• What is asked
State how many lines of the rows below contain the string "woman", where case counts. Reply with the number alone.

[Dataset records]
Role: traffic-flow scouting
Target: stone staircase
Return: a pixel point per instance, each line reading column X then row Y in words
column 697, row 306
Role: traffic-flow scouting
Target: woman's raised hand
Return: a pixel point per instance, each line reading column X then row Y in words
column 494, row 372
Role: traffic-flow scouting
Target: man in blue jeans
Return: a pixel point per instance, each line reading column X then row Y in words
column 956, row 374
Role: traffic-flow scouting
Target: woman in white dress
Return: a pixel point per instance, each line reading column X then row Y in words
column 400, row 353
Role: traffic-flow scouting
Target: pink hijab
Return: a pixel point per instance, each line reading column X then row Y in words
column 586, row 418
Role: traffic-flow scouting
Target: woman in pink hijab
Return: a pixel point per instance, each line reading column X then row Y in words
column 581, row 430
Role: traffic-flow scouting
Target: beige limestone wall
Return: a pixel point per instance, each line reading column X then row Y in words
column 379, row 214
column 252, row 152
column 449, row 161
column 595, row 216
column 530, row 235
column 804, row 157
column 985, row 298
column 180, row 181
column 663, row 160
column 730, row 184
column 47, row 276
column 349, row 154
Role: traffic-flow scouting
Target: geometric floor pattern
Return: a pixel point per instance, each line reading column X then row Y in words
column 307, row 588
...
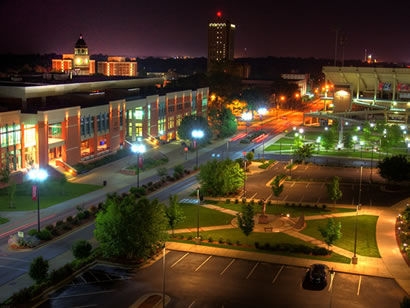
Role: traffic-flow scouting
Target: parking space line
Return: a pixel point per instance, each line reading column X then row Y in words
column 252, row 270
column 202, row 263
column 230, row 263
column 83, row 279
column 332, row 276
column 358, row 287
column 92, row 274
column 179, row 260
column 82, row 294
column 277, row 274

• Result of this task
3